Activity ->
Please print every record that follows, keeping each one exactly as it is.
————————
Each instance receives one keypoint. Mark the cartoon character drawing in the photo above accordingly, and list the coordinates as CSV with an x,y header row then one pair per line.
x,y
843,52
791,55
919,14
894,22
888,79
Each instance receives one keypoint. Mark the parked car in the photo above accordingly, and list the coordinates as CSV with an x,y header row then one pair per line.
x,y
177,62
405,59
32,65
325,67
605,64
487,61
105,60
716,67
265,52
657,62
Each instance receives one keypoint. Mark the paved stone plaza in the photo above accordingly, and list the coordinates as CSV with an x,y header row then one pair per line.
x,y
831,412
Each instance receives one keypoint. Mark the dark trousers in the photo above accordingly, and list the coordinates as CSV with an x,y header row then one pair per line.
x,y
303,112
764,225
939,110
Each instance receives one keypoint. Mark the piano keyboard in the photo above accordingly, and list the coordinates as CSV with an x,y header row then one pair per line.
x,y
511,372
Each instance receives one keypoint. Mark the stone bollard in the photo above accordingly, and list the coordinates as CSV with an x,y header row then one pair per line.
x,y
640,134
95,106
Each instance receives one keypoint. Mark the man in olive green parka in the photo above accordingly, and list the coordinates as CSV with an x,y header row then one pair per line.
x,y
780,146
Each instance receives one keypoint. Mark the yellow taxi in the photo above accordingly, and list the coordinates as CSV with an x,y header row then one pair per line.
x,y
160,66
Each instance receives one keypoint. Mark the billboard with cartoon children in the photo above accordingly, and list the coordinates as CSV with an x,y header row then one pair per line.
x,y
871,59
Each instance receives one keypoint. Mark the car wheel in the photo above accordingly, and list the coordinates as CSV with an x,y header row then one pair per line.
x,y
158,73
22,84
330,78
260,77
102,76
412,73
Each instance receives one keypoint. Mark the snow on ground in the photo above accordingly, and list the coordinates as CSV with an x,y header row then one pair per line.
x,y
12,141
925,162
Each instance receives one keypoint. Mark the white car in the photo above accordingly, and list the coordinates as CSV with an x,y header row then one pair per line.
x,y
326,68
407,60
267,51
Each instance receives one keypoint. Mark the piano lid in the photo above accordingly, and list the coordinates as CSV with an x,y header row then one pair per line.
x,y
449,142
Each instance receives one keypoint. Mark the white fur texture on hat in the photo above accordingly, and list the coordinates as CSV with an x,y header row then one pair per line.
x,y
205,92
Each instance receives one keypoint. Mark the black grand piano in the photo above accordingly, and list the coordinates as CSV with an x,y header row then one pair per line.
————————
Response area ->
Each instance receives one keypoint. Mark the cartoon character drawing in the photo above accordingly, and list the coordinates as CSV with an x,y header row then one pair per line.
x,y
843,52
791,55
919,14
894,22
888,79
Each instance receives one keypoint. Mark the parked car in the photo above accordingly, and list the coordinates as CSV with an x,y header row then one pair per line.
x,y
177,62
405,59
32,65
325,67
605,64
487,61
105,60
716,67
265,52
657,62
Each instance receives one keypoint. Mark the paved stone plaza in the photo above accordingly, and list the coordinates as CSV with an x,y header row then one pair per line.
x,y
831,412
Each instance receives one keypoint. Mark the dark trousers in the photo above accordingly, and list the coordinates as CSV with an x,y header row then one pair per line.
x,y
303,112
764,225
939,110
Each instance receives one keypoint. Mark the piano keyboard in the photo above accordingly, and list the coordinates as CSV with an x,y header row then one pair per line.
x,y
511,372
Each instance receives one keypoint. Mark the stone bollard in the photo above accordingly, and list the coordinates as CSV with an x,y header row then one pair per line.
x,y
640,134
95,106
Each instance receives one keypoint. Mark the man in olive green parka in the photo above accordingly, and list the coordinates as CSV with an x,y header row then one pair per line.
x,y
780,146
Each instance receives one keypoint. Mark the yellow taxi in the photo above accordingly, and list the coordinates as CSV with an x,y header row then one pair per line.
x,y
160,66
Each instance receives one keypoint. Mark the billboard with cartoon children in the photo above accordingly, and list the coordinates as CSV with an x,y header row then one pair per line.
x,y
871,59
Each instance receives one keypoint. Mark the car wheel in the photo above accordingly, and list the coordinates as CSV with an x,y header row then one pair per line.
x,y
158,73
22,84
330,78
260,77
102,76
412,73
Each instance receives one keypoint. Mark the snow on ground in the photo above accordingly, and list the coordinates as CSV with an x,y header row then one pair per line.
x,y
12,141
925,162
Each instance receives one keypoint. Mark the white car in the photo above accordingly, and list the coordinates as CSV with an x,y header row then one pair per line.
x,y
326,68
407,60
267,51
Each instance receives one keypoint. Mark the piano lid in the photo above accordingly, and list the coordinates as CSV with an x,y header row then one pair per line.
x,y
449,142
Each instance receives one keypoint. Mark the white fur texture on hat in the photo above accordingly, and list the coordinates as CSV with an x,y header row then one pair per line.
x,y
205,92
Each instance receives one keypoint. Mark the black grand piano in the photo above accordingly, and list the coordinates as CSV with an x,y header row then one pair per line.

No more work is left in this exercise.